**Problem to solve:** The required output consists solely of the lines from the line containing "Could you please indicate the sky" through the end of the records, copied exactly.

**Object location annotation data:**

-- START --

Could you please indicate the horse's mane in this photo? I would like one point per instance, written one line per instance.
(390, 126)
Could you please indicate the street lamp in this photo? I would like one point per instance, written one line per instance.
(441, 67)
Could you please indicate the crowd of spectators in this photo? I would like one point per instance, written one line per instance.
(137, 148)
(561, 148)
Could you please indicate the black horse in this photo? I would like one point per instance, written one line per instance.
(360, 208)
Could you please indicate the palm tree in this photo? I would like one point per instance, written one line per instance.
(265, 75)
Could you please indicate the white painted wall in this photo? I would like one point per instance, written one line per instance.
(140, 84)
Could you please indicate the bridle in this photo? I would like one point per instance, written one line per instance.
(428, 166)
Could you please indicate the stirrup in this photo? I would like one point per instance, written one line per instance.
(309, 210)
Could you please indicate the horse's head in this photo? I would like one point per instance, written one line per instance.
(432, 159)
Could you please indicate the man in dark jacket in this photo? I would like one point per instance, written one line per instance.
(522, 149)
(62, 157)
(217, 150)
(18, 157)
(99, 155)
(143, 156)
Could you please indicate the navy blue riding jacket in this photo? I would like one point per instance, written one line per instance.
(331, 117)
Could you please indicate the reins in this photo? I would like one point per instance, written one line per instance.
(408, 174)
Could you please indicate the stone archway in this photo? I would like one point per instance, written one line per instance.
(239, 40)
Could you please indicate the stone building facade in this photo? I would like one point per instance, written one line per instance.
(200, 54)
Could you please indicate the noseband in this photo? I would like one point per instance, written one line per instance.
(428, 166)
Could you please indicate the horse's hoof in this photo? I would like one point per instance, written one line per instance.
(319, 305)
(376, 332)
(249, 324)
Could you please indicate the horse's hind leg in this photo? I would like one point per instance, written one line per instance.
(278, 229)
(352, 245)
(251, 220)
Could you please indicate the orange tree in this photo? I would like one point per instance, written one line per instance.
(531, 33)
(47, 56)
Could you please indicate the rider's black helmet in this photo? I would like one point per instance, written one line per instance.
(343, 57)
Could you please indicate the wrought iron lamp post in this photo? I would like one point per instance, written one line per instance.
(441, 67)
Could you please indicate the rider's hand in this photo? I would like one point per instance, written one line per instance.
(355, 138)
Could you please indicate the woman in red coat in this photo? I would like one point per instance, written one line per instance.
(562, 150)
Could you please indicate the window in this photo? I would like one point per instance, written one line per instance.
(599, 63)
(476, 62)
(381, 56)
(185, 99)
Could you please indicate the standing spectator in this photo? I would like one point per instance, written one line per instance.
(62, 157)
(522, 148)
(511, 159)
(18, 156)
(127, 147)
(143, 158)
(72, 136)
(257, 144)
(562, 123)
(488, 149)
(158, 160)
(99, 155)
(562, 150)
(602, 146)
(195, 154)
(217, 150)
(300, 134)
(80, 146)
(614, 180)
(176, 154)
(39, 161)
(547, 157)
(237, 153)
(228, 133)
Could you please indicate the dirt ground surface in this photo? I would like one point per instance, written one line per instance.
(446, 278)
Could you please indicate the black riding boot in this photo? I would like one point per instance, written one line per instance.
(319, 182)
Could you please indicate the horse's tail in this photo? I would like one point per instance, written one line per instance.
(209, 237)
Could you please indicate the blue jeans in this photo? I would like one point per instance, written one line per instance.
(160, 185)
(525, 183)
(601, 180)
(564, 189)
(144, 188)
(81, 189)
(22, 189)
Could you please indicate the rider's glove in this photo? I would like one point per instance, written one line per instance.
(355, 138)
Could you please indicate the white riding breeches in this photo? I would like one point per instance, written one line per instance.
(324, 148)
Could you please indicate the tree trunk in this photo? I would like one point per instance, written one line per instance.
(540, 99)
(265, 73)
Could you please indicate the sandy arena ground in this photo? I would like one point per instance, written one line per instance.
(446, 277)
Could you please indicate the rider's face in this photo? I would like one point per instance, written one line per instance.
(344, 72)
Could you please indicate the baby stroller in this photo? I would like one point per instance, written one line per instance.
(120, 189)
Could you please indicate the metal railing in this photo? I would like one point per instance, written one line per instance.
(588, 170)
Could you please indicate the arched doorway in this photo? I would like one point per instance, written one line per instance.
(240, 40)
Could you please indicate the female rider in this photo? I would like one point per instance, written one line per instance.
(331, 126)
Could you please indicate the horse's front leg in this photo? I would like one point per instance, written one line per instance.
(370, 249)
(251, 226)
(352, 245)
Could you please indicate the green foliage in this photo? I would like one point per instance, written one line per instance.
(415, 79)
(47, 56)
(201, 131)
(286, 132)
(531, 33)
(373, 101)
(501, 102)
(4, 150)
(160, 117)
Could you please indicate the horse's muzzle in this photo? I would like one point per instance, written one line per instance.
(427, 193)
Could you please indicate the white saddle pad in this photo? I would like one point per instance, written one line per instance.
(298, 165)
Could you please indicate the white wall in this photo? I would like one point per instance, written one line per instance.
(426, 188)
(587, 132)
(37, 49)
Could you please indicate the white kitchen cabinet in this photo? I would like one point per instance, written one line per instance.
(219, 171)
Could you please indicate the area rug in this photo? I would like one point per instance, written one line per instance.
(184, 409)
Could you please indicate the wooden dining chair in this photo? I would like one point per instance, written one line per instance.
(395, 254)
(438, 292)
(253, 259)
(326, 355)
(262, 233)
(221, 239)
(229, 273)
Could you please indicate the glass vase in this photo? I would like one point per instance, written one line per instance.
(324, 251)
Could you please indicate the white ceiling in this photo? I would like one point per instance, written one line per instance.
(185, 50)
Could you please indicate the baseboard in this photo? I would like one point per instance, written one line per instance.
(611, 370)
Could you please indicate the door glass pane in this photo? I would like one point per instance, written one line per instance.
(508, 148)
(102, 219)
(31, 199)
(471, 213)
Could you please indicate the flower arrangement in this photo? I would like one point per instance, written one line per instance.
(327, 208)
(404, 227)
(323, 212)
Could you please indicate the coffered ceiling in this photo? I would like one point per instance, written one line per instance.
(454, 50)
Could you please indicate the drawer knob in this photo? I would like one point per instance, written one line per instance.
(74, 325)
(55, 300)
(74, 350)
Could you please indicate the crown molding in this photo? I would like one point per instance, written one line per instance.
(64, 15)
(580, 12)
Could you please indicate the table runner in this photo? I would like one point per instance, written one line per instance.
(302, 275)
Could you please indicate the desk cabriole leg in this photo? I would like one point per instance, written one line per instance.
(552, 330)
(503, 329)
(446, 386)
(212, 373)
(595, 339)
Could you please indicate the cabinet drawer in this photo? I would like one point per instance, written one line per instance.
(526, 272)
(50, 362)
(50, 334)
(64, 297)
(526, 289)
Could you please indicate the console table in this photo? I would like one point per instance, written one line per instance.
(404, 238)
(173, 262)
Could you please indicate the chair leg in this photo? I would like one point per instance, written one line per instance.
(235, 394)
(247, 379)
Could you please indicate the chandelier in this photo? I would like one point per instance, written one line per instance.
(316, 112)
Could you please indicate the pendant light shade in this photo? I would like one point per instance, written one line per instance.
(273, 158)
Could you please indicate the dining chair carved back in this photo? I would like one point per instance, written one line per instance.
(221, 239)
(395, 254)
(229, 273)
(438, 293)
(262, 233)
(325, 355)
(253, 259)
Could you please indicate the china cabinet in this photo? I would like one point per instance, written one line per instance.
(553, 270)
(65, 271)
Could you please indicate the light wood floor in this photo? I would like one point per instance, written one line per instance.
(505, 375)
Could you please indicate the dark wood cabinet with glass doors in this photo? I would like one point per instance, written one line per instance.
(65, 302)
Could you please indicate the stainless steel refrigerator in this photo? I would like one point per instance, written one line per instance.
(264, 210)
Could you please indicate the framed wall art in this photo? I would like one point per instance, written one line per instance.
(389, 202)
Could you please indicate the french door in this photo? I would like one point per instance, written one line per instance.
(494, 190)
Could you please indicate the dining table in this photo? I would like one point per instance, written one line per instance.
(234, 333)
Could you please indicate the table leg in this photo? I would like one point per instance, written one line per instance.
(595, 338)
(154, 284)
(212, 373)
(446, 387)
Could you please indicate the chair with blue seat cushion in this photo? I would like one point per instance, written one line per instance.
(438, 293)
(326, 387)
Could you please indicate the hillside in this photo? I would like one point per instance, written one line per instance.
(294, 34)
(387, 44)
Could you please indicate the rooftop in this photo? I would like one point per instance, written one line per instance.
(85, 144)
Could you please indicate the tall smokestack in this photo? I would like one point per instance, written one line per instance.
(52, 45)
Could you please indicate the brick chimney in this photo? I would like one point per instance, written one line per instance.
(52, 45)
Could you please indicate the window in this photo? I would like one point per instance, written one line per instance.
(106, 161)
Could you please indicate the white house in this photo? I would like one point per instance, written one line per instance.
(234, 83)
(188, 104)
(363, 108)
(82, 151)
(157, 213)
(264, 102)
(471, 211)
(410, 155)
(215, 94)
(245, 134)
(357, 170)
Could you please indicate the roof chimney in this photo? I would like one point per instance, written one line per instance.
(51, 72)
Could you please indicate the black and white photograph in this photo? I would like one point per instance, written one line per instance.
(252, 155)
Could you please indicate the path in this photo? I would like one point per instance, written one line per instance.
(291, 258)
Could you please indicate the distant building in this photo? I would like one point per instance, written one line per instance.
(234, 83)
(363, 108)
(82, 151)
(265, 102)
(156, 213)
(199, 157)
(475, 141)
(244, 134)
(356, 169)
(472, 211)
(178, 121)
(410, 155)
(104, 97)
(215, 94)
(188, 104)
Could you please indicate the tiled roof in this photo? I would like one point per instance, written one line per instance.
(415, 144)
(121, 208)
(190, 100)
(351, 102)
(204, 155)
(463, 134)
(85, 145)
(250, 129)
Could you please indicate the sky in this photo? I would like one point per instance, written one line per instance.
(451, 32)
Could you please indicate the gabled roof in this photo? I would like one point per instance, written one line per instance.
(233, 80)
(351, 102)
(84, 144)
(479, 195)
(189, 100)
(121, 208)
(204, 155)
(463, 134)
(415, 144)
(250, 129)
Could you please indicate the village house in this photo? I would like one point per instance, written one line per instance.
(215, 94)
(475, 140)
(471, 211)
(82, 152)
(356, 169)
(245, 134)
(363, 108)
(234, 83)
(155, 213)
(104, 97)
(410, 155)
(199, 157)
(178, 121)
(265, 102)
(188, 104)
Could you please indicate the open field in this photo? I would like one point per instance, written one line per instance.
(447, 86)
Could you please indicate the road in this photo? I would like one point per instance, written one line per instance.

-- END --

**Reply to the exercise:**
Could you please indicate the sky in this photo? I would like one point per instance, written one line per instance.
(451, 32)
Could you please indicate the gabled roof in this photo? I would like one point per instance, written one line per instance.
(233, 80)
(351, 102)
(84, 144)
(479, 195)
(189, 100)
(121, 208)
(204, 155)
(463, 134)
(415, 144)
(250, 129)
Could you please indicate the village house in this photo? I would like one point per instance, written one line per instance.
(215, 94)
(475, 140)
(471, 211)
(82, 152)
(356, 169)
(245, 134)
(363, 108)
(234, 83)
(155, 213)
(104, 97)
(410, 155)
(199, 157)
(178, 121)
(265, 102)
(188, 104)
Could you please indicate the open field in this photo? I would like one point per instance, written one line per instance.
(447, 86)
Could you please indicate the road in this photo? I would like one point per instance, written one line per instance.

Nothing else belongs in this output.